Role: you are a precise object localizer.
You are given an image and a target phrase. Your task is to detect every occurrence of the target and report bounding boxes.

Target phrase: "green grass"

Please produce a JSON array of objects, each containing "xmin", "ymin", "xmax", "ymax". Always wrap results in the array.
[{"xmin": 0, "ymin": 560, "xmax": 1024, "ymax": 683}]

※ ※ ※

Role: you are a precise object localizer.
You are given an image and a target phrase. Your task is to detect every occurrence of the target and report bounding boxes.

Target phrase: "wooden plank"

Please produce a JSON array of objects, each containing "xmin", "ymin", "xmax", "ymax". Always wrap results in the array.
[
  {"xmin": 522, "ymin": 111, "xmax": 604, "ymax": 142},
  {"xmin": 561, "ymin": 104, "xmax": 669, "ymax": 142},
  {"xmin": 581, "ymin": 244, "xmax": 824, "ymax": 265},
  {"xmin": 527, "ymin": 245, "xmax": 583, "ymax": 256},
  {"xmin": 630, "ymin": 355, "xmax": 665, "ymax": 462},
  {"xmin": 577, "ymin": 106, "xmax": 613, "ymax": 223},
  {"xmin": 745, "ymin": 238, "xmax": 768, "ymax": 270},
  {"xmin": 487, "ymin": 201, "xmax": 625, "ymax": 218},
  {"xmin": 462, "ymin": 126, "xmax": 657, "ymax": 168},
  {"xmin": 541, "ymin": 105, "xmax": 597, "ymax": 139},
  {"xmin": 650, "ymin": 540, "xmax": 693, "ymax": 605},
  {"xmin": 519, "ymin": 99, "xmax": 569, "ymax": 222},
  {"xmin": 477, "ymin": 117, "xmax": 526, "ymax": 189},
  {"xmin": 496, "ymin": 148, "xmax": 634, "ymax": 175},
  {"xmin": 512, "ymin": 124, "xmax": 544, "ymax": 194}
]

※ ※ ※

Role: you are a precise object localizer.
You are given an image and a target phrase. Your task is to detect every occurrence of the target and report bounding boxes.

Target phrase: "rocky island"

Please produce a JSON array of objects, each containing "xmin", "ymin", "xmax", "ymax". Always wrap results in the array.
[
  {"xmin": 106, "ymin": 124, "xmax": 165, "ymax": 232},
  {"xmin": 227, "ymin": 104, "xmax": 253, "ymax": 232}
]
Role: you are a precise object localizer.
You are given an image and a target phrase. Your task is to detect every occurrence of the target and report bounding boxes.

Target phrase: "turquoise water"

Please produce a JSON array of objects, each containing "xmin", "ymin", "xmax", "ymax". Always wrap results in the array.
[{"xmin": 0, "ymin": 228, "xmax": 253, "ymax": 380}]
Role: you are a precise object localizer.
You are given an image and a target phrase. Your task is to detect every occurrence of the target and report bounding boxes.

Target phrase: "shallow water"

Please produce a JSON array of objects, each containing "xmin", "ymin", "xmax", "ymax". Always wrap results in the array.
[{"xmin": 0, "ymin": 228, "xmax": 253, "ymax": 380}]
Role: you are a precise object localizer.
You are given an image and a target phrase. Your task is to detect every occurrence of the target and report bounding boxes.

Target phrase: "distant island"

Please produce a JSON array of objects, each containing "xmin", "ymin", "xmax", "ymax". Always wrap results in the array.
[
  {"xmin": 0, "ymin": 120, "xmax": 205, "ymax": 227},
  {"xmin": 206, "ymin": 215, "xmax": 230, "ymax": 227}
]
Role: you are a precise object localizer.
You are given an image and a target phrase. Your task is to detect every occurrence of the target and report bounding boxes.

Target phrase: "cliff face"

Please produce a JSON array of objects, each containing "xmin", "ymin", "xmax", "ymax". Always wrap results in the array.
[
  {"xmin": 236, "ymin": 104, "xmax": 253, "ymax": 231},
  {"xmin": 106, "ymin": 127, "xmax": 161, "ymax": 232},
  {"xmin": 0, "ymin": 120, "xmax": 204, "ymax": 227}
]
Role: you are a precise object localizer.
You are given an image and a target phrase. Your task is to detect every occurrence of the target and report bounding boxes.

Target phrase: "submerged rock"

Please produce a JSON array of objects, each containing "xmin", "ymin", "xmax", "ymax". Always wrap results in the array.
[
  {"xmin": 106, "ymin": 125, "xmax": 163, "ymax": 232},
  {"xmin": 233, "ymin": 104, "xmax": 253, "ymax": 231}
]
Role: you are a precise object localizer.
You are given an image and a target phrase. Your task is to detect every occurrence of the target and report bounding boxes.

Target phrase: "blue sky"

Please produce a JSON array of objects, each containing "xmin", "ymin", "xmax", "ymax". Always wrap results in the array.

※ ※ ※

TASK BRIEF - Pull out each line of the records above that contains the word "island", copying every such line in full.

TASK OUTPUT -
Target phrase: "rocky island"
Target phrase: "distant island"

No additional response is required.